Copy the records from the line containing "I'm trying to determine whether the pale" through the line containing "left=40, top=95, right=49, bottom=104", both included, changing "clock face" to "clock dial" and leaving everything else as it is.

================

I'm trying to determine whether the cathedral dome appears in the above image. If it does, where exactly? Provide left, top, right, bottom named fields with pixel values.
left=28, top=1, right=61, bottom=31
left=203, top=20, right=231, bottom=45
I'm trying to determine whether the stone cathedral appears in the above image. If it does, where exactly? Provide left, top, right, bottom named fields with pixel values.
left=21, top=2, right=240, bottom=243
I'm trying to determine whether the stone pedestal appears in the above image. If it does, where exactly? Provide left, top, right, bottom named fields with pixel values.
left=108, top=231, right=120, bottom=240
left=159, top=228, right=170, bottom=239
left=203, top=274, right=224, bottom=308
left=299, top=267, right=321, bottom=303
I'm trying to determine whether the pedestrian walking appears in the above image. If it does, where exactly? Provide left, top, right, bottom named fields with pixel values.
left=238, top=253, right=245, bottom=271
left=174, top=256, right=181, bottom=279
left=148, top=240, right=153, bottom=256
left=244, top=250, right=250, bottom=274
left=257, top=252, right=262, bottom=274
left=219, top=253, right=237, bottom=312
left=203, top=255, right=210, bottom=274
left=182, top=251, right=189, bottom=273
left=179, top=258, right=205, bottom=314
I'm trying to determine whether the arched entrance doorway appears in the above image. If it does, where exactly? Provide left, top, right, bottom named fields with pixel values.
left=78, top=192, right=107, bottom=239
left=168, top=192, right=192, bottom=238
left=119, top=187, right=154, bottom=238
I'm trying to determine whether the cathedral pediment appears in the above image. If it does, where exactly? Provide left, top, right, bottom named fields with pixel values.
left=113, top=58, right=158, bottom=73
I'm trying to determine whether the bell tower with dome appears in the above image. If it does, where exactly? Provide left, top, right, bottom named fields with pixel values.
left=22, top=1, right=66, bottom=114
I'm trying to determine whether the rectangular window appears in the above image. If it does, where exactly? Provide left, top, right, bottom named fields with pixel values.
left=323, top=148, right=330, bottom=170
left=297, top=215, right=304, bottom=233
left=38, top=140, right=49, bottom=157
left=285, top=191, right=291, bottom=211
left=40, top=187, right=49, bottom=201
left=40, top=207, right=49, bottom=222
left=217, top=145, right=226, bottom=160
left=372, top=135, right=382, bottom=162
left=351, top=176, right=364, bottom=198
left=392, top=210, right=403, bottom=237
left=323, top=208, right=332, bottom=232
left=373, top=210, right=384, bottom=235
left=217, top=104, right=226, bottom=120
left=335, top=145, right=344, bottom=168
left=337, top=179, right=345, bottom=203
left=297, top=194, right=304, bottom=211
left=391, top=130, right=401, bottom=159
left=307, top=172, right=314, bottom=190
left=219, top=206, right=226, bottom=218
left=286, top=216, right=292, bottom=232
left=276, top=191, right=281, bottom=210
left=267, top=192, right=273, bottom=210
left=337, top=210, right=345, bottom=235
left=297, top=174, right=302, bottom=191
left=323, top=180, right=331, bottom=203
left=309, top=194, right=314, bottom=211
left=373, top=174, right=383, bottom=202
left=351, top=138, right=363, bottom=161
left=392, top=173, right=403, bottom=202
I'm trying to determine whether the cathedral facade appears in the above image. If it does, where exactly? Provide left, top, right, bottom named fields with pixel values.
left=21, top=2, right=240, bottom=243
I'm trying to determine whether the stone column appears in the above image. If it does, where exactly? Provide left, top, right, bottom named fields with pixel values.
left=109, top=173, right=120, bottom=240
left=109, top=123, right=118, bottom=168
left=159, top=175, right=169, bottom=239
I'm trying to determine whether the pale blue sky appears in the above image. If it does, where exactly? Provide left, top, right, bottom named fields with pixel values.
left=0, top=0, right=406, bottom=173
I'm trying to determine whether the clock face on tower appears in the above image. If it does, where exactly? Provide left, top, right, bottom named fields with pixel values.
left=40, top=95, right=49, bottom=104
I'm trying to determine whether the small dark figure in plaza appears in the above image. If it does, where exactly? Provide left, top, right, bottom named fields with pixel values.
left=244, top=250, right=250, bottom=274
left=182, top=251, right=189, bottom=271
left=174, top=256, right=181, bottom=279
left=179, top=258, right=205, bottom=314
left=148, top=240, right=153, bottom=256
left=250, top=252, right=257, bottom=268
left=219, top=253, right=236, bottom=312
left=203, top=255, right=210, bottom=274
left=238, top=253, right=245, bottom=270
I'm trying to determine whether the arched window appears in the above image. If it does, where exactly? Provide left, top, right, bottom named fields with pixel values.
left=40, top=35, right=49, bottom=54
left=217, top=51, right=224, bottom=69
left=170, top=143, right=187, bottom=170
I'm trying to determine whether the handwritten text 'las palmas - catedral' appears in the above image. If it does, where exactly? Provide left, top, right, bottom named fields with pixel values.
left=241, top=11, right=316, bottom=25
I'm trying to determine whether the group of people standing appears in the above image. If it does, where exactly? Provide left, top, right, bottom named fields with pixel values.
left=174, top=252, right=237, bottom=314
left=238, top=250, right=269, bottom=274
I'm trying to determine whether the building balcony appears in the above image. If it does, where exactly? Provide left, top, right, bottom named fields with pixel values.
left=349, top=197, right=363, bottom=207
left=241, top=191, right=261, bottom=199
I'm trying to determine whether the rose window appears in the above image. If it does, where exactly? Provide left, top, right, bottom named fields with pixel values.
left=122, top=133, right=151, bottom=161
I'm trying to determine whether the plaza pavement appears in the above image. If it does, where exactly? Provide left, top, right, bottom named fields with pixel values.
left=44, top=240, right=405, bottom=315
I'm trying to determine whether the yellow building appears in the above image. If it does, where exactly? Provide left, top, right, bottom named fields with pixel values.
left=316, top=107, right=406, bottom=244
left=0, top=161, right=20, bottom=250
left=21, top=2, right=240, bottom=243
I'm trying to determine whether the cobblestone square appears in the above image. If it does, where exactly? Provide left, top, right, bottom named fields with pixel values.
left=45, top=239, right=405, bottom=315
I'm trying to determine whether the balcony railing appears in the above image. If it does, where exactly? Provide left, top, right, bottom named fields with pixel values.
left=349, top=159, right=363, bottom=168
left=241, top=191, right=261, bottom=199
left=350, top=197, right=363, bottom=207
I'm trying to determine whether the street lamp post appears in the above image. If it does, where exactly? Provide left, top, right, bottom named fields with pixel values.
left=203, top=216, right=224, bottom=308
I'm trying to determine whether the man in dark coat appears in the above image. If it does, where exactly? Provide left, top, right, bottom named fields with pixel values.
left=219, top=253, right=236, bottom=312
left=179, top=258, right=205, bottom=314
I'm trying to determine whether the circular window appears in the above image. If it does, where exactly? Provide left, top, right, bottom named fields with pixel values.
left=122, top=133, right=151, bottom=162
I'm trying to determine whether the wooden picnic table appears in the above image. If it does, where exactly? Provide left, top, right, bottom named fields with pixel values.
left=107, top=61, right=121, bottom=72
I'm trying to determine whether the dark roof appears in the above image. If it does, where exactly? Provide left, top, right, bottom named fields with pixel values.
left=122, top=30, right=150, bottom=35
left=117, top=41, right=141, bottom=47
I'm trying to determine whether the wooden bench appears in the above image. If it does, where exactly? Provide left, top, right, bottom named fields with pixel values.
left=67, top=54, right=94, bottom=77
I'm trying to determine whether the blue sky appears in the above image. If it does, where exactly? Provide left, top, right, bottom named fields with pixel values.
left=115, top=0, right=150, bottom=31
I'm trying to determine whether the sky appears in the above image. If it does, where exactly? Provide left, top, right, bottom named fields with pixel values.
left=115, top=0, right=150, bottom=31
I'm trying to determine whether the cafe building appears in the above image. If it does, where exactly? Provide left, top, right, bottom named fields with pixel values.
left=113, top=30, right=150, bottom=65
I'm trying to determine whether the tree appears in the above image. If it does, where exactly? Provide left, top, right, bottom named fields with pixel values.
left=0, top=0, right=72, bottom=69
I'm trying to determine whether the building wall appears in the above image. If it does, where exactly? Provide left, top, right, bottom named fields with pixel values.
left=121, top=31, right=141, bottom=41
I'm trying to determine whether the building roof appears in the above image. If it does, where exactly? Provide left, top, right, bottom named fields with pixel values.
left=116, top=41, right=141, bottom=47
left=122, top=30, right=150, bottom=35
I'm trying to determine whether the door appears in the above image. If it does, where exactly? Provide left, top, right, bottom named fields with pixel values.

================

*Complete answer*.
I'm trying to determine whether the pale blue sky appears in the above image. If it does, where exactly? Provide left, top, right, bottom named fields with pixel values.
left=0, top=0, right=406, bottom=173
I'm trying to determine whether the clock dial on tower appears in the above image. If it does, where exactly? Provide left, top, right, bottom named fields with pixel values.
left=40, top=95, right=49, bottom=104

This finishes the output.